Problem description:
Copy all of the items below word for word, leaving out the pictures.

Photo-based point labeling data
┌──
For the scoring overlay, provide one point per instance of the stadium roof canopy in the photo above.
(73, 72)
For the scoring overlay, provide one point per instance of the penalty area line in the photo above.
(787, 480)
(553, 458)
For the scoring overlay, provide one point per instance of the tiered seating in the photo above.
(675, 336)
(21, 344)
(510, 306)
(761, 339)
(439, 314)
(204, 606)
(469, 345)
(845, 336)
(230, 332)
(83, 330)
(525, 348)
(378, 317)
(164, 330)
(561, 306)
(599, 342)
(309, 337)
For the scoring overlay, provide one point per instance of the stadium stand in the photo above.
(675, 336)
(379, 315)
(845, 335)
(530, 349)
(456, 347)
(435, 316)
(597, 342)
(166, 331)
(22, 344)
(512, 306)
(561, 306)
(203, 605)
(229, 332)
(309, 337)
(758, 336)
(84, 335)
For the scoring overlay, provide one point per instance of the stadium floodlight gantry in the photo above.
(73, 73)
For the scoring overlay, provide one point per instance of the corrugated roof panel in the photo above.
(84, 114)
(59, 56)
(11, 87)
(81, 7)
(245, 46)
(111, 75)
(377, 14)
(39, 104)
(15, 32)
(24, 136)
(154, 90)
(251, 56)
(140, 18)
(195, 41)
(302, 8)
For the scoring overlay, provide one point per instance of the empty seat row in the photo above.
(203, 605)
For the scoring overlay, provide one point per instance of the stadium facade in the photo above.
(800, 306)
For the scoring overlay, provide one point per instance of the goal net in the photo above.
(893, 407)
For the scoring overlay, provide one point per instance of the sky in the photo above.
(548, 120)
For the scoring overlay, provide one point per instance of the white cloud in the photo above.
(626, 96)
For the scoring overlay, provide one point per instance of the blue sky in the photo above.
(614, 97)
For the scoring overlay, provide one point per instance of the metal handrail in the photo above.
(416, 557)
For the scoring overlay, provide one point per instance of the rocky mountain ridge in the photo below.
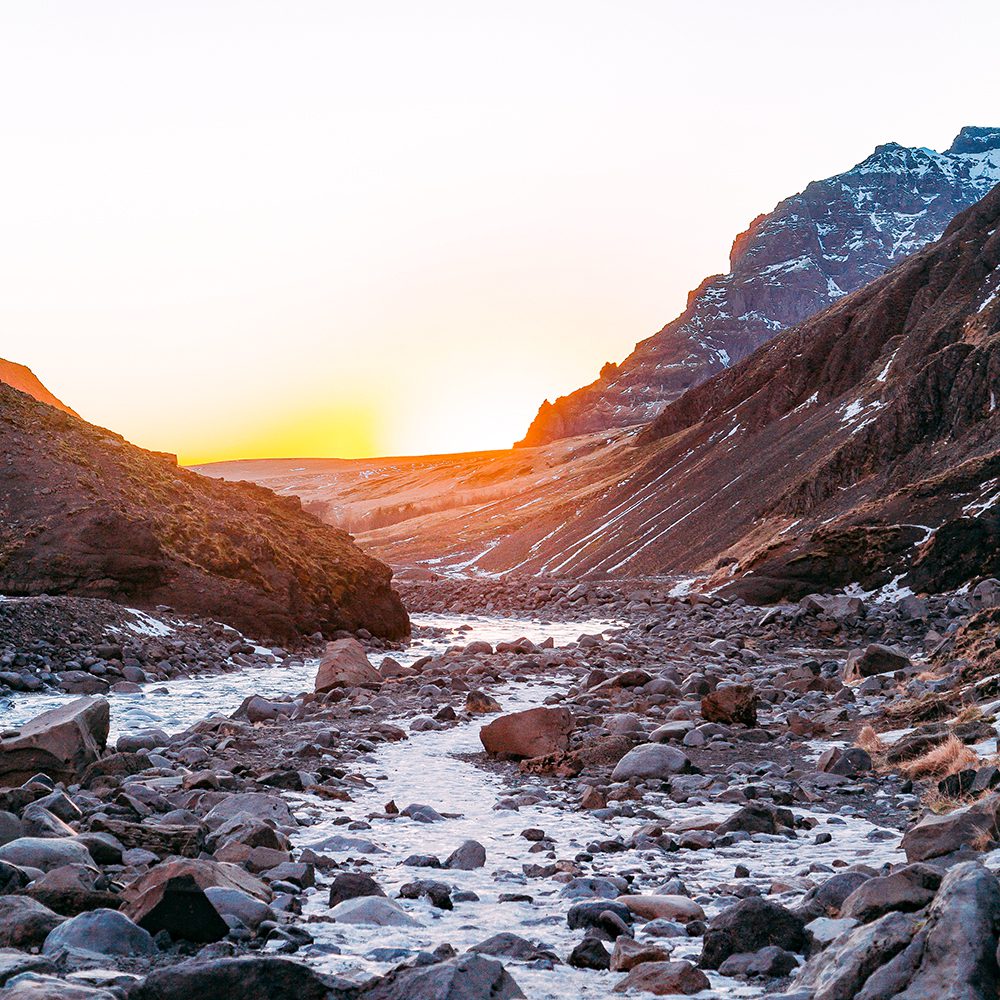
(24, 379)
(860, 447)
(813, 249)
(86, 514)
└──
Task result:
For the scoring overlay, provide one point per instance of the stadium roof canopy in the photo above.
(73, 72)
For the scoring overlay, provide one point per instance of the penalty area line in the photo above.
(787, 480)
(553, 458)
For the scoring overlay, provide one point per instance of the tiered seating in the photo above.
(675, 336)
(21, 344)
(510, 306)
(761, 339)
(439, 314)
(204, 606)
(469, 345)
(845, 336)
(230, 332)
(83, 330)
(525, 348)
(378, 317)
(164, 330)
(561, 306)
(599, 342)
(309, 337)
For the scoring overlay, provide one point per instance of the stadium stand in the photo above.
(675, 336)
(379, 315)
(845, 335)
(530, 349)
(456, 347)
(435, 316)
(597, 342)
(166, 331)
(22, 344)
(512, 306)
(561, 306)
(203, 605)
(229, 332)
(309, 337)
(758, 336)
(84, 335)
For the scoring overlay, provide one point per instance of the stadium floodlight gantry in the photo above.
(73, 73)
For the scoring overlay, provide one point per instance of the corrugated roof panel in the photo above.
(84, 114)
(59, 56)
(11, 87)
(81, 7)
(245, 46)
(111, 75)
(377, 14)
(39, 104)
(15, 32)
(24, 136)
(154, 90)
(251, 56)
(140, 18)
(195, 41)
(302, 8)
For the scoring overlay, provide one point per instance of the empty seat row in the photo above.
(203, 605)
For the scoring overlay, provide one point per instance of the stadium facade in the photo above.
(800, 306)
For the scoring overlay, provide one point per instance of the goal net in the photo above.
(893, 407)
For the scoring overlay, provide one point per instance of the sky in the photo above.
(548, 120)
For the scoring overlay, provide one point per instance of the white cloud in the photo above.
(626, 96)
For the scoring overlay, provide one point per instance of the blue sky in the photo above.
(614, 97)
For the scoring overlay, provide one point per instance of the metal handrail in the photo above.
(416, 557)
For the scoring overlay, provide one point per instance of the rocky mountain ridge in the photo below.
(24, 379)
(860, 447)
(813, 249)
(86, 514)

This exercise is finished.